**Exercise directions:** Leave every picture out and write out the records below exactly.

**Listing:**
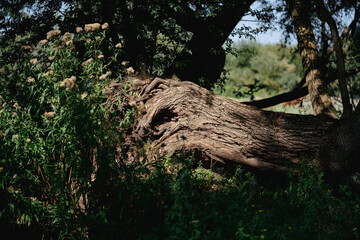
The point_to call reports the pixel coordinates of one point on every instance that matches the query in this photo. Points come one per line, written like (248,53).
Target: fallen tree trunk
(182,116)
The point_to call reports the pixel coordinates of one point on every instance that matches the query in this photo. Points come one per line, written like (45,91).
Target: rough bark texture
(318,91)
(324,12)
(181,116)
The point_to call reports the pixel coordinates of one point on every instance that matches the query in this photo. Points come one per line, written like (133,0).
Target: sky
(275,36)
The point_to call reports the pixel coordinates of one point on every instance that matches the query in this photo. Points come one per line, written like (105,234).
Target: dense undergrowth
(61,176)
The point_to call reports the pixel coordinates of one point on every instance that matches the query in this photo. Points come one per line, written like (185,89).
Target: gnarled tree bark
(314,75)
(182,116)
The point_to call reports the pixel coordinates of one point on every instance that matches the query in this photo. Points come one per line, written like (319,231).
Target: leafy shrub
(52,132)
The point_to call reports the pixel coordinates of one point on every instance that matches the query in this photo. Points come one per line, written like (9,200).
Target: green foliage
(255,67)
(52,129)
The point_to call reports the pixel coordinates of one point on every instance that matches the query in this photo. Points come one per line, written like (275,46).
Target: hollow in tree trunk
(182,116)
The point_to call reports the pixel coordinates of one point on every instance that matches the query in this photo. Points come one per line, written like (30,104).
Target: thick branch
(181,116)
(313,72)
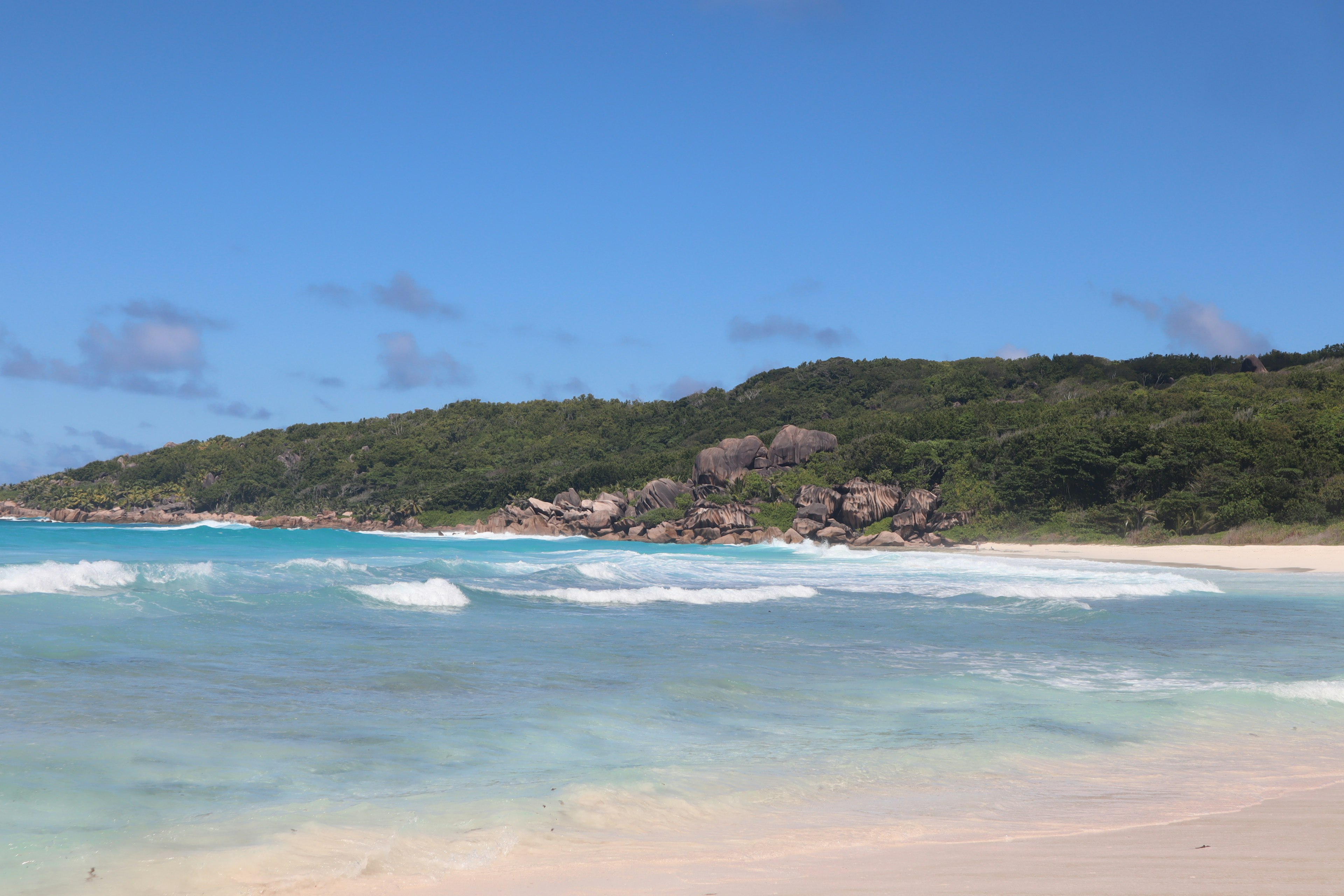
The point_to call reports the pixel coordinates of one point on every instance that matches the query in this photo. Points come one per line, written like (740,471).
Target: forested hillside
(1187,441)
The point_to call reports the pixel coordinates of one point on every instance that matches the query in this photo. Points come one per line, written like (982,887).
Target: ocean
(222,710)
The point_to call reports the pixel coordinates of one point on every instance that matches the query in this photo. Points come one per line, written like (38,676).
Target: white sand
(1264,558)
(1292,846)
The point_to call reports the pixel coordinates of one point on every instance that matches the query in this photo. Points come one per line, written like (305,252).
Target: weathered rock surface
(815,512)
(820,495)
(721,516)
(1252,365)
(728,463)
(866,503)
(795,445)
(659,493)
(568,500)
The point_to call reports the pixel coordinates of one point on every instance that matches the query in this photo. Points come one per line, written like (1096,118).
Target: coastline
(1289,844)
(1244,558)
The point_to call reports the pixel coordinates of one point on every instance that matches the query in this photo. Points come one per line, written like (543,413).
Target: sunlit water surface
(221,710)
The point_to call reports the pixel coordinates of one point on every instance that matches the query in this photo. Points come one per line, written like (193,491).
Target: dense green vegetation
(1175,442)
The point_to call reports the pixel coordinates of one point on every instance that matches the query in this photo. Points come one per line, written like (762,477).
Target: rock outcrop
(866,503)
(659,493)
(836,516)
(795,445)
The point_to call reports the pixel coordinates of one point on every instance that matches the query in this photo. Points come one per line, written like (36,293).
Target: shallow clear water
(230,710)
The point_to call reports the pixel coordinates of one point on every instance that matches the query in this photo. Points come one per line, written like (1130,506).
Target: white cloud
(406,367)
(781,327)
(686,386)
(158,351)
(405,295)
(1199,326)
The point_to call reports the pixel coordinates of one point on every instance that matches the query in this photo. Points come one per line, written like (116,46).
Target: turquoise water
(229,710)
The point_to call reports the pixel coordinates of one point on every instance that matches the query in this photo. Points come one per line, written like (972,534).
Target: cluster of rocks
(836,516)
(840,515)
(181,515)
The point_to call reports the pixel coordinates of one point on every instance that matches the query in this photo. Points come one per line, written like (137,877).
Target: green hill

**Written reply:**
The point_to call reports the pixel coordinates of one point on every instance that matches the query in this photo. Points come one per line, written like (248,53).
Target: fallen tree trunk
(182,116)
The point_to call reports the pixel coordinates of one point on every instance that matches the query in this photo. Points come one per line, written like (45,91).
Target: rough bark texture
(318,91)
(324,12)
(181,116)
The point_to call reports the pixel coordinates of one point on every instance that matches the query in this photo. Points come one per line, written like (133,0).
Target: sky
(275,36)
The point_to call reports the pixel coordinates of one point on every instance that matches the query in this photo. Points come one per line, written like (105,234).
Target: dense undergrowth
(61,176)
The point_to call reports the pixel coordinates of one point on every instance that matches the query in this photo. Points come one per line, written like (185,89).
Target: gnarled tree bark
(314,75)
(182,116)
The point_to call reports the pixel coordinates of one point on every instance that matches the query in this photo. Points come one per line, written like (319,231).
Target: leafy shrub
(52,132)
The point_to call reports the pixel coordinates of one point on every instance that matches the query in this photo. Points come one per line, written like (9,200).
Target: green foliage
(255,67)
(52,129)
The point_to call reports the pixel coordinates of one point on every instance that matches the query in this photo. Points come one per line, written like (275,46).
Target: hollow in tree trunk
(182,116)
The point_to call reports the pixel coordinates of one point on every instance that matches the query in this photo. Points come one per line, written like (30,104).
Target: thick branch
(181,116)
(313,72)
The point_to call reports the pixel coordinates of one point on every instance that matches the query in this photo. Points come one per line, written like (740,471).
Target: forested hillside
(1187,441)
The point_to call reports the pixel coordinates of one point on every instance that matches the query in this photo. Points come one per line, written like (982,887).
Target: ocean
(222,710)
The point_to call reports the pixel coordinates of one point on every instance that matches the query in this photo. Points come one per line, written like (38,676).
Target: white sand
(1264,558)
(1292,846)
The point_to call reports the pixel coordinates of one point on every instance that matches the query in this photo. Points come one per line, written like (305,252).
Target: weathered rock surface
(815,512)
(820,495)
(721,516)
(1252,365)
(728,463)
(866,503)
(795,445)
(659,493)
(568,500)
The point_to call reports the pixel coordinates of one point on every instance that matches the query in this photo. Points come one per line, written like (1096,118).
Target: coastline
(1289,844)
(1244,558)
The point_to call reports the pixel coordinates of one point on every instance that matches the query in this photo. Points come one per line, written like (543,413).
Target: sunlit water surface
(221,710)
The point_to call reports the pixel coordinates of one point on every instance that matches the query in this photo. Points come one per line, written like (193,491).
Target: dense green vegetation
(1175,442)
The point_to call reports the pixel coordinates of one point on every instance that matches the query in this photo. Points come one per line, written like (762,477).
Target: rock outcrop
(866,503)
(659,493)
(836,516)
(795,445)
The point_to call reports the pixel coordinates of one point on every instance that matches the query in this photo. Points come one per line, written like (36,293).
Target: shallow clear water
(230,710)
The point_to call reports the pixel coordinates of one point on every instance that matches the query in this photo. Points come one per line, written like (1130,506).
Target: white cloud
(406,367)
(781,327)
(686,386)
(158,351)
(405,295)
(1199,326)
The point_to call reports the pixel coordinates of one point on every instance that matches the query in this photo. Points come one per line, written like (116,46).
Target: turquoise water
(229,710)
The point_to call reports the pixel coordinates of one point on every instance that matches the query in this photo. Points come one per line, written like (972,534).
Target: cluster of rocks
(836,516)
(840,515)
(181,515)
The point_to call reports the pixel coordinates of one point on every instance that matches the query in this photo. Points come one per line, written like (137,877).
Target: green hill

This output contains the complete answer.